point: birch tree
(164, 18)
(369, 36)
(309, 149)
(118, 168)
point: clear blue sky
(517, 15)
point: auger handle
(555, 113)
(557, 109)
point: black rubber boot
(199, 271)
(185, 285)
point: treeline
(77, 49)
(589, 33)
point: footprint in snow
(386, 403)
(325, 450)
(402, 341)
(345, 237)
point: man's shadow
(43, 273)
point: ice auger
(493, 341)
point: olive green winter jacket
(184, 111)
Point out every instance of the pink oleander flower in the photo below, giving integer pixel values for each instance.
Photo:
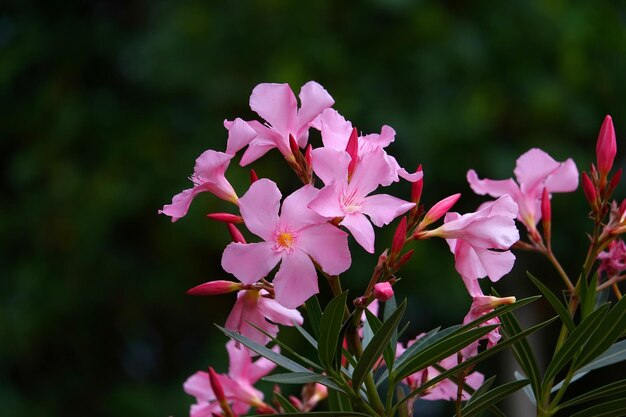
(256, 308)
(276, 104)
(613, 260)
(472, 238)
(336, 130)
(238, 384)
(208, 175)
(348, 197)
(534, 171)
(291, 239)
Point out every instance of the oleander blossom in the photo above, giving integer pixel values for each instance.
(292, 239)
(238, 384)
(534, 171)
(255, 308)
(208, 175)
(277, 104)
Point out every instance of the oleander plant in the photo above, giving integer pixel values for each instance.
(366, 363)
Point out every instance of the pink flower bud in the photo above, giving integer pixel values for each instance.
(235, 233)
(253, 177)
(215, 288)
(589, 190)
(438, 210)
(353, 150)
(383, 291)
(225, 217)
(399, 237)
(417, 187)
(606, 147)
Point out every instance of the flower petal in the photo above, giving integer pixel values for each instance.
(249, 262)
(328, 246)
(259, 208)
(361, 230)
(296, 280)
(383, 208)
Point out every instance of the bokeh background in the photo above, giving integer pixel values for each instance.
(106, 104)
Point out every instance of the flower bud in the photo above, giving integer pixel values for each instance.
(383, 291)
(225, 217)
(606, 147)
(235, 233)
(215, 288)
(438, 210)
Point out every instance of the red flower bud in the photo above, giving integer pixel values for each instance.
(353, 150)
(383, 291)
(235, 233)
(606, 147)
(225, 217)
(215, 288)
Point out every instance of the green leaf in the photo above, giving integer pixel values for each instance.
(330, 327)
(614, 388)
(614, 408)
(314, 312)
(379, 343)
(606, 334)
(555, 302)
(575, 342)
(492, 397)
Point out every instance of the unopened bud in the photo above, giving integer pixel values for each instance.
(215, 288)
(353, 150)
(399, 237)
(225, 217)
(383, 291)
(589, 190)
(438, 210)
(606, 148)
(235, 233)
(253, 177)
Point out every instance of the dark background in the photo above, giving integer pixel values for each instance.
(105, 106)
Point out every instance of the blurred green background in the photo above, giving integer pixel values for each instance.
(106, 104)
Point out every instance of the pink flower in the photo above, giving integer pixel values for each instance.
(291, 239)
(473, 236)
(336, 130)
(238, 384)
(348, 198)
(255, 308)
(277, 104)
(208, 175)
(534, 171)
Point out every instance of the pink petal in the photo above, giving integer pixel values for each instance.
(296, 280)
(313, 100)
(249, 262)
(383, 208)
(277, 105)
(328, 246)
(295, 213)
(327, 203)
(330, 165)
(239, 135)
(259, 208)
(361, 230)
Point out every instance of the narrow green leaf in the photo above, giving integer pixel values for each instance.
(614, 408)
(614, 388)
(330, 327)
(492, 397)
(314, 312)
(379, 343)
(575, 342)
(555, 302)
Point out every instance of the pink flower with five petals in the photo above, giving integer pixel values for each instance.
(291, 239)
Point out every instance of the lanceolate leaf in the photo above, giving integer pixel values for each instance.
(492, 397)
(379, 343)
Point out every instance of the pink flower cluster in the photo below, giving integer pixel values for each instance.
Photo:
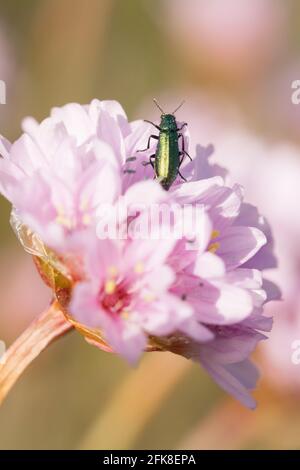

=== Assignment ===
Once the pictures are set aside, transcribe the remaining lines above exactly.

=== Response ===
point: birch tree
(164, 18)
(369, 36)
(309, 149)
(118, 168)
point: clear blue sky
(517, 15)
point: auger handle
(555, 113)
(557, 109)
point: black rubber boot
(199, 271)
(185, 285)
point: treeline
(77, 49)
(589, 33)
point: footprint in snow
(386, 403)
(325, 450)
(402, 341)
(345, 237)
point: man's shadow
(43, 273)
point: ice auger
(493, 341)
point: olive green winter jacket
(184, 111)
Point out every instance of the pink oleander flower in the photo below, giving integer pixel values for each instance.
Photo:
(256, 308)
(276, 104)
(613, 260)
(472, 238)
(336, 130)
(238, 384)
(208, 175)
(348, 197)
(534, 171)
(291, 239)
Point out every instance of the oleander blossom in the photo above, giving integer pixel values for each instance.
(292, 239)
(238, 384)
(534, 171)
(255, 308)
(208, 175)
(277, 104)
Point out every instance of the oleander plant in the photo above, giving integer pixel values for each instance.
(366, 363)
Point out every instance of the pink flower bud in the photo above, giving integer pixel values for each instance.
(235, 233)
(253, 177)
(215, 288)
(589, 190)
(438, 210)
(353, 150)
(383, 291)
(225, 217)
(399, 237)
(417, 187)
(606, 147)
Point out every instance of the flower petal in the photo above, giving integer pixel values for each instance.
(249, 262)
(328, 246)
(259, 208)
(361, 230)
(296, 280)
(383, 208)
Point out every instance of the bokeh background in the photo above, giving integer pixel values for each instance.
(106, 104)
Point out every instance of the flower bud in the photo above, giving integer pixel values for each instance.
(383, 291)
(225, 217)
(606, 147)
(235, 233)
(215, 288)
(438, 210)
Point out every instance of the red flower bud in the photo above, giving integer pixel values for each instance.
(353, 150)
(383, 291)
(235, 233)
(606, 147)
(225, 217)
(215, 288)
Point out every instance of the green leaf in the photo above, giving integer pixel values for each instance.
(330, 327)
(614, 388)
(614, 408)
(314, 312)
(379, 343)
(606, 334)
(555, 302)
(575, 342)
(492, 397)
Point out every instance of the unopened bud in the photo above, giving integer pixel values for each instance.
(215, 288)
(353, 150)
(399, 237)
(225, 217)
(383, 291)
(589, 190)
(438, 210)
(606, 148)
(235, 233)
(253, 177)
Point out every instance of the dark background in the photo above, giving integer pixel values for each instance.
(105, 106)
Point out every instance of the blurred green background in the photo above, giving integer pixel values for each instance.
(106, 104)
Point out every instance of the pink flower in the photo above, giving integer pixel values for each instance.
(291, 239)
(473, 236)
(336, 130)
(238, 384)
(348, 198)
(255, 308)
(277, 104)
(208, 175)
(534, 171)
Point out every instance of the pink petal in the photo above, giving integer pixel values for each instance.
(296, 280)
(313, 100)
(249, 262)
(383, 208)
(277, 105)
(328, 246)
(295, 213)
(327, 203)
(330, 165)
(239, 135)
(259, 208)
(361, 230)
Point out every instance of the narrow green leaf in the photo above, giving integer pixel values for each instance.
(614, 408)
(614, 388)
(330, 327)
(492, 397)
(314, 312)
(379, 343)
(575, 342)
(555, 302)
Point out every instance of the pink flower with five petals in the photo above, giving integer pixel values for each instance.
(291, 239)
Point out every instance of the lanceolate leaf in the photo above, giving integer pixel values for each instance.
(492, 397)
(379, 343)
Point out every instance of the pink flower cluster in the photo below, giving integer pixel values for each instance.
Photo:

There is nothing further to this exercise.